• [Text under study]:
──────

As David Salisbury, of NZOG, points out: "It's an hour's plane ride from Auckland or Wellington or a couple of hours' drive. It's not that isolated, not if you've got people used to working in desert sands or remote locations.
"There is difficulty attracting people but, if we were sitting in Aberdeen or in the Middle East or North Africa, we'd be having the same discussion."
The problem, really, is the global squeeze. "The international industry is going through a buoyant period - very, very high salaries and packages being offered worldwide," says Salisbury.
Bush agrees: "There is a shortage of people in the industry worldwide and, as a result, demand for salaries is climbing all the time."
So how does Taranaki compete? And how will it find the people to fill the vacancies predicted in the Berl report on Taranaki's future growth?
The report estimates employment in the region will grow 2 per cent a year to 2026 and that the Taranaki economy will grow faster than the national economy, partly because of the growing importance of the oil and gas sector.
"Associated industries such as engineering, as well as the other manufacturing, hospitality, and transport and storage industries, are also likely to see rapid expansion. Along with business, finance and property services growth, these industries are expected to add around 16,500 FTEs, or 77 per cent, of the region's employment growth by 2026," says Berl.

──────

• [Exercise data]:
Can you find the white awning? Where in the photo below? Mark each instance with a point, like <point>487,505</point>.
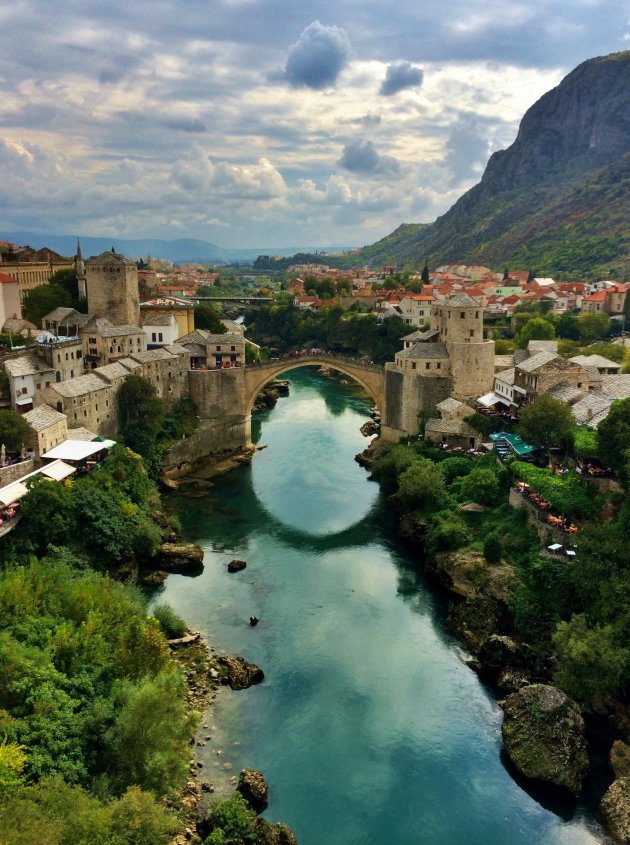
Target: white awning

──────

• [Problem statement]:
From the Taranaki staffing text, repeat word for word the part that opens with the words containing "The report estimates" and closes with "and gas sector.". Rely only on the Taranaki staffing text.

• [Answer to the problem]:
The report estimates employment in the region will grow 2 per cent a year to 2026 and that the Taranaki economy will grow faster than the national economy, partly because of the growing importance of the oil and gas sector.